Activity – Transcribe all the material exactly. Leave every line as it is.
------------------------------------------------------------
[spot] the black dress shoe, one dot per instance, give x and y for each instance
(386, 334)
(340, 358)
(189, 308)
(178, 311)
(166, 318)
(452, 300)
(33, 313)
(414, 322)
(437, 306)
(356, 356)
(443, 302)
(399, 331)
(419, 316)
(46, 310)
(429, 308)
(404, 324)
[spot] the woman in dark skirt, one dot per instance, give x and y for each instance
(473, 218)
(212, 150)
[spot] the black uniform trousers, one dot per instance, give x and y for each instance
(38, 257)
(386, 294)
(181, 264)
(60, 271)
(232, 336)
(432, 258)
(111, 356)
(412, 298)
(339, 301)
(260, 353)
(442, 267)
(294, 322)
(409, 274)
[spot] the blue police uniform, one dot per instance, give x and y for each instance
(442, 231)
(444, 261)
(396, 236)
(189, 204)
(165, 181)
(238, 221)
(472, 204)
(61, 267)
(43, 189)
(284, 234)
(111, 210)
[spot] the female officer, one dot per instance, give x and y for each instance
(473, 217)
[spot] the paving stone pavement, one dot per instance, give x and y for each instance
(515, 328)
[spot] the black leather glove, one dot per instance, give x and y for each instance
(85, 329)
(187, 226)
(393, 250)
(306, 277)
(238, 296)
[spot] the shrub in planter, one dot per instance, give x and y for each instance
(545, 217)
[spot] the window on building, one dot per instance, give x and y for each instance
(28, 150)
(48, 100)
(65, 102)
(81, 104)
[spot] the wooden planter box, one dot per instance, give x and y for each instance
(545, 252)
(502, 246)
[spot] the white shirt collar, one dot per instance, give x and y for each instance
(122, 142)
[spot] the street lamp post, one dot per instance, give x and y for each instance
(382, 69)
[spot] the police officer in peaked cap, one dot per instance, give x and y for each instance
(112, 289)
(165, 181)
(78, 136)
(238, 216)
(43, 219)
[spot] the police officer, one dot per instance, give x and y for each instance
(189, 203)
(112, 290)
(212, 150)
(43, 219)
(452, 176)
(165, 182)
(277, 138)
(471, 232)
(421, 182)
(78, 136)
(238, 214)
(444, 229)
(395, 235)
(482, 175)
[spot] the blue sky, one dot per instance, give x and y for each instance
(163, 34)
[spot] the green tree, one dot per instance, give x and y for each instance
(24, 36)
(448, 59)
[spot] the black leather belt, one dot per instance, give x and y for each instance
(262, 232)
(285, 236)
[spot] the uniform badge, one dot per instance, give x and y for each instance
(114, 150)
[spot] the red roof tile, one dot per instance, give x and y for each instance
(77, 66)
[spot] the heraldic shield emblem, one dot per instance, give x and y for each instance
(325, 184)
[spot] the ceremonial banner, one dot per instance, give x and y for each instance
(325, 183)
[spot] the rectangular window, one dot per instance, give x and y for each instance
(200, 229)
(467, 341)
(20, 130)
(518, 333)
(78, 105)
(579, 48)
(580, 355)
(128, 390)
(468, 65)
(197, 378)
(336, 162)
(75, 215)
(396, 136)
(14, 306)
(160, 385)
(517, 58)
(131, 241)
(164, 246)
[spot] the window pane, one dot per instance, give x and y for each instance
------------------------------------------------------------
Problem solution –
[spot] the black dress shoe, one dot per instance, give x and y for each instance
(386, 334)
(340, 358)
(189, 308)
(178, 311)
(166, 318)
(452, 300)
(33, 313)
(414, 322)
(437, 306)
(356, 356)
(443, 302)
(399, 331)
(419, 316)
(46, 310)
(429, 308)
(404, 324)
[spot] the woman in dark skirt, one dot per instance, give x and y for each instance
(473, 218)
(212, 150)
[spot] the black uniform trousers, one dot per instance, give x and y for each instance
(38, 257)
(386, 294)
(181, 264)
(60, 271)
(232, 336)
(432, 258)
(111, 356)
(412, 298)
(339, 301)
(260, 353)
(442, 267)
(294, 322)
(409, 274)
[spot] the blue police uniform, one dot per instance, give x and y for each instance
(442, 231)
(444, 261)
(396, 236)
(189, 204)
(165, 181)
(238, 221)
(472, 204)
(61, 267)
(43, 189)
(284, 234)
(111, 210)
[spot] the female officer, one dot per instance, give x and y for each instance
(473, 217)
[spot] the paving stone pavement, one dot per instance, give x and y for each instance
(515, 328)
[spot] the black leather glove, one dot per instance, give x and y for each instance
(85, 329)
(187, 226)
(393, 250)
(306, 277)
(238, 296)
[spot] the shrub in planter, one dot per instance, give x and y for each instance
(545, 217)
[spot] the window on building, one dot per instance, give x and y for each instance
(28, 150)
(48, 100)
(65, 102)
(81, 104)
[spot] the wooden planter box, one dot per instance, give x and y for each instance
(545, 252)
(502, 246)
[spot] the white shirt collar, one dot per instance, give x and y for each instance
(122, 142)
[spot] the street lamp post, one dot per instance, give x and y for each instance
(382, 69)
[spot] the police officer in peaked cap, one dot per instance, give x and y for each instance
(112, 289)
(165, 181)
(78, 136)
(238, 216)
(43, 219)
[spot] the police officer, one dot per instance, give x and y for each instance
(189, 203)
(112, 290)
(212, 150)
(43, 219)
(452, 176)
(165, 182)
(277, 138)
(471, 232)
(421, 182)
(78, 136)
(238, 214)
(444, 229)
(395, 235)
(482, 175)
[spot] the blue sky, one dot per instance, give x and y for each instance
(163, 34)
[spot] the green tree, one dot per instance, give x and y for each instance
(24, 36)
(448, 59)
[spot] the black leather belt, one dot per instance, give x and y for each instance
(262, 232)
(285, 236)
[spot] the uniform badge, one dot per instance, give x and y for each instance
(114, 150)
[spot] the red roof tile, one dot per instance, give x and y for each instance
(77, 66)
[spot] the heraldic shield emblem, one dot per instance, give x and y for each instance
(325, 184)
[spot] the ceremonial banner, one dot per instance, give x and y for each instance
(325, 183)
[spot] the rectangular window, one dot per instance, give x and y for each instance
(200, 229)
(467, 341)
(20, 130)
(518, 333)
(78, 105)
(579, 48)
(580, 355)
(128, 390)
(468, 65)
(197, 378)
(336, 162)
(75, 215)
(396, 136)
(14, 306)
(160, 385)
(517, 58)
(131, 241)
(164, 246)
[spot] the window pane, one dot per instance, give x and y for each instance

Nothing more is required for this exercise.